§ **Supplied passage**:
########################################

New 2020 Data Reveals the Best Sales Cadence for Your Email Campaigns
To provide you with invaluable data insights, we dove into our database and analyzed 33 million tracked email activity over the past 3 years to identify the best sales cadence for your email campaigns.
Yesware data analyst, Abigail Ezedonmwen, looked at 8 high growth technology companies to see what patterns yield results in their email campaigns. These companies all achieve over $100 million in revenue with full-cycle B2B sales teams.
Below, we look at which touch types and the timing of each yield the highest connect/reply rates. We also break down this data a step further to provide insights that’ll help you replicate similar workflows.
First, What Is a Sales Cadence?
A sales cadence is a sequence of activities, or touchpoints, that sales professionals follow to engage with prospects.
This cadence consists of phone calls, emails, social interactions, etc.
It’s highly encouraged to use multiple channels to connect with prospects to ensure connection and engagement.
But the order of these touches depends on the sales rep, company, and business strategy. Many reps continually adjust their sales cadence to test different strategies and techniques.
So here’s another new and data-backed technique to try out for yourself.
33 Million Tracked Email Activity Reveals Effective Sales Cadence
Before we dive into the data, to clarify, social interactions such as LinkedIn InMail cannot be tracked and measured in this study. We can only track phone and email outreach in our database.

########################################

§ **What is being asked**: Extract the passage of the sales cadence article from "First, What Is" up to and including "social interactions, etc.". Rely on the sales cadence article alone.

Stored items from a collection:
########################################

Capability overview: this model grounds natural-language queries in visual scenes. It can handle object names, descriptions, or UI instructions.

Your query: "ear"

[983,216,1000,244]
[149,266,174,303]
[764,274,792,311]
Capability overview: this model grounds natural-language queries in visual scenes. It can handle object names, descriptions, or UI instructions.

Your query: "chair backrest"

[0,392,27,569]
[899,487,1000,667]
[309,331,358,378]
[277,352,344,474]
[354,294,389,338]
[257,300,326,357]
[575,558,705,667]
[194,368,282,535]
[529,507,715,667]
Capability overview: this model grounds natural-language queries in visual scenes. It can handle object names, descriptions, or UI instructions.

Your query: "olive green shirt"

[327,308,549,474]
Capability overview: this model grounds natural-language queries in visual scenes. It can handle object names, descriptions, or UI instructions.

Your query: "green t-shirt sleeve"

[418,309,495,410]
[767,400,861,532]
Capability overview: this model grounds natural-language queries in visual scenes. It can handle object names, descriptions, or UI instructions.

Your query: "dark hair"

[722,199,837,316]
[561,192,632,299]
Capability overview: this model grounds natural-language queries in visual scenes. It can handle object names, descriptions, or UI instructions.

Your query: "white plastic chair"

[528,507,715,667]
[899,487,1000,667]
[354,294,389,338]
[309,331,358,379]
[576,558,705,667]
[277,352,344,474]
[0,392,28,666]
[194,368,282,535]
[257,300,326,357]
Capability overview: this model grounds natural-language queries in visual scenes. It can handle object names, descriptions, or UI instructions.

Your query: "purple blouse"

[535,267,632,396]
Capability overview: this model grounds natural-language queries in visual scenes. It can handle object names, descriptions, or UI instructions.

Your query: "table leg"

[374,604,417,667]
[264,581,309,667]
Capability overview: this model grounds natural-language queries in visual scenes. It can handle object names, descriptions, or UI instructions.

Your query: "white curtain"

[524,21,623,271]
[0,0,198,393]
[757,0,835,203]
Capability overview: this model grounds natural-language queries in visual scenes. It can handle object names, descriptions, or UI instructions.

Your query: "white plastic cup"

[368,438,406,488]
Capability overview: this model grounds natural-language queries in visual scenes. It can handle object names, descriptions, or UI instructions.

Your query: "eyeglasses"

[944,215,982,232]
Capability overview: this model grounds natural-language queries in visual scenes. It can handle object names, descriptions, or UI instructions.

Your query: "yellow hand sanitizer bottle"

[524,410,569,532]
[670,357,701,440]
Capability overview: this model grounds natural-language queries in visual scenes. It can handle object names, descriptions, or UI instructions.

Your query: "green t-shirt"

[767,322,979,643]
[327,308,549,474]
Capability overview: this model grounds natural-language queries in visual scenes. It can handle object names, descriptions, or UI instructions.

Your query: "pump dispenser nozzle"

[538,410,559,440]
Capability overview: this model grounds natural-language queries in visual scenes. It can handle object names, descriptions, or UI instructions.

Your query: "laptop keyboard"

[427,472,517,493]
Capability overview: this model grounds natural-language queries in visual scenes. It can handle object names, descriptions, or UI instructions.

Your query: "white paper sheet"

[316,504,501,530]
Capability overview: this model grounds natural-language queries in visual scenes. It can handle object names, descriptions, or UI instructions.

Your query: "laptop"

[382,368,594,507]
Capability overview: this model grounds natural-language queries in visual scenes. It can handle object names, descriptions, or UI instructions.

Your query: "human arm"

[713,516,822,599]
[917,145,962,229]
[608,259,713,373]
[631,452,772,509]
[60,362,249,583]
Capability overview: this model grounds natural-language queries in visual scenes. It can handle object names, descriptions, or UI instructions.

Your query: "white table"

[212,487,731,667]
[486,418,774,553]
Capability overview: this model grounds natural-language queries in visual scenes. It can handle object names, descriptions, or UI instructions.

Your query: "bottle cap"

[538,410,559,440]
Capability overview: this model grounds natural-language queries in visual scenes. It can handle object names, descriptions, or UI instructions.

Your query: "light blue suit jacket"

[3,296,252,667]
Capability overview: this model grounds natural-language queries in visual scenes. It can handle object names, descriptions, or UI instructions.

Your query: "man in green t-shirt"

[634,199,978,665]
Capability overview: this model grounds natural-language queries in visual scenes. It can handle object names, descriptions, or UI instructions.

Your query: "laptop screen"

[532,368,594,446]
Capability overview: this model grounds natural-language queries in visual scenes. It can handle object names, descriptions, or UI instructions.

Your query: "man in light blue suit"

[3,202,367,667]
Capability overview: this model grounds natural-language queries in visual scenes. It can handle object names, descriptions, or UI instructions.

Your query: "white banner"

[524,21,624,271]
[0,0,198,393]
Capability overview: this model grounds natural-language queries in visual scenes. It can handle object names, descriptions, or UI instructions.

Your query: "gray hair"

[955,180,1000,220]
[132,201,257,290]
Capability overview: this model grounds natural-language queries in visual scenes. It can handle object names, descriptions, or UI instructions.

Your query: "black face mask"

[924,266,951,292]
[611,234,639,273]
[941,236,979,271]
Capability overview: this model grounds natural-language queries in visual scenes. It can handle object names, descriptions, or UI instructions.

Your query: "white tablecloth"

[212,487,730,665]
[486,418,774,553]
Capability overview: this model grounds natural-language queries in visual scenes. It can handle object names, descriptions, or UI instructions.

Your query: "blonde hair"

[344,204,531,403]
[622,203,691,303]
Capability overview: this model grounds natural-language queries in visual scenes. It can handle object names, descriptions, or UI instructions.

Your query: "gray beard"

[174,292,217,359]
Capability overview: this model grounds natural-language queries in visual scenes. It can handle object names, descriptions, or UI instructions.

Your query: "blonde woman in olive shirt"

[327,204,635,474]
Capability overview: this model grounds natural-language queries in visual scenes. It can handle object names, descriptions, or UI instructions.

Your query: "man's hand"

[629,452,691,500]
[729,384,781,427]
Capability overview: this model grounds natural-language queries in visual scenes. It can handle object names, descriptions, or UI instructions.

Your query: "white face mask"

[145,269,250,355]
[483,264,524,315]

########################################

§ **Output of the task**:
First, What Is a Sales Cadence?
A sales cadence is a sequence of activities, or touchpoints, that sales professionals follow to engage with prospects.
This cadence consists of phone calls, emails, social interactions, etc.